**Your instructions**. Go through the records, and copy each line in which the string "instance" is present.

**Dataset extract**.
○ ○ ○ ○
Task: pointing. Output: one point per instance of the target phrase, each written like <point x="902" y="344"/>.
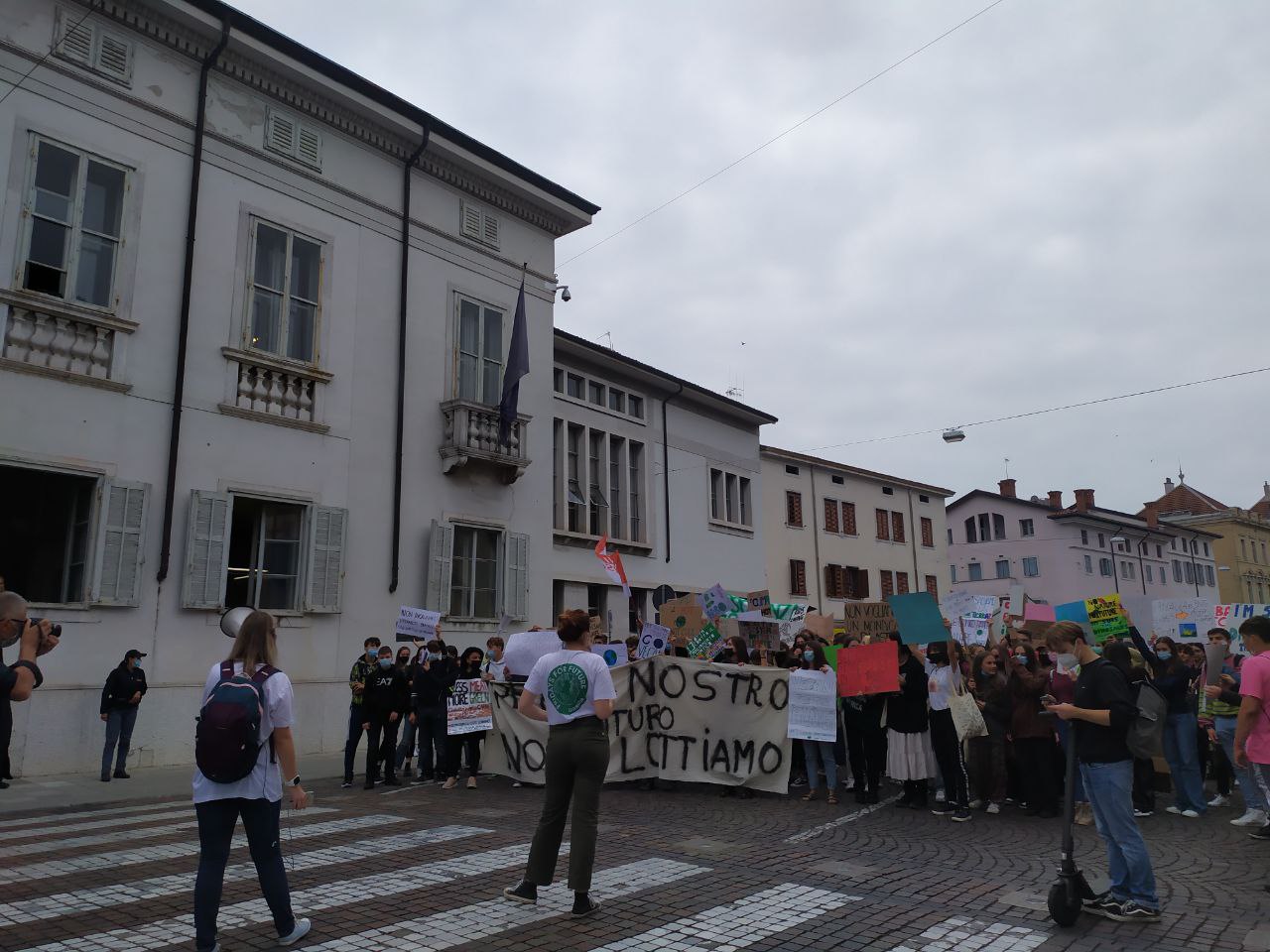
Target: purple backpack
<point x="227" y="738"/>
○ ○ ○ ○
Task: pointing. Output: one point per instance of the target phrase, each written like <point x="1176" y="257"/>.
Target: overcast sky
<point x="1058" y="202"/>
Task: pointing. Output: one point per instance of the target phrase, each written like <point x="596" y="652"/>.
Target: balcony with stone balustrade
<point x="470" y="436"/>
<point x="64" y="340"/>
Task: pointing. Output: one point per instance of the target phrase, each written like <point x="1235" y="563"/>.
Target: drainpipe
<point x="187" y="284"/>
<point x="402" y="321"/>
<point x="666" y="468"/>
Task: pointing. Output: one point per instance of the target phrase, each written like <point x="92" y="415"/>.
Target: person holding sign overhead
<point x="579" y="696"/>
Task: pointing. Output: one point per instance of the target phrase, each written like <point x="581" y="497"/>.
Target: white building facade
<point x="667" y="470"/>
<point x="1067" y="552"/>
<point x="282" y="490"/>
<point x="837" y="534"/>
○ ○ ○ ○
**Task result**.
Task: pointing. Output: one point per instance of the target phrase, each written like <point x="902" y="344"/>.
Task: pointing. Output: one point per instance of the target phrase, each written like <point x="1176" y="257"/>.
Task: pointing. Output: one point per instance of the target phrase, each written like <point x="596" y="652"/>.
Task: pointing. Output: one point per instance of the target phrase, each written like <point x="1235" y="563"/>.
Task: pointing. Output: one point per instance of the target phrase, each written like <point x="92" y="415"/>.
Task: pointing. Output: one point per instance of the target phrase, each written like <point x="581" y="497"/>.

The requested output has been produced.